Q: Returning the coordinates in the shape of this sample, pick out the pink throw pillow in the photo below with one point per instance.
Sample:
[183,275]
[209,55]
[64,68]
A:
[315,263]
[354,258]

============

Your task is to reproduce each entry exactly.

* [Answer box]:
Q: Returning the coordinates in the shape of this sample, pick out the pink throw pillow in the photo below with one point per instance.
Sample:
[183,275]
[209,55]
[64,68]
A:
[315,263]
[354,258]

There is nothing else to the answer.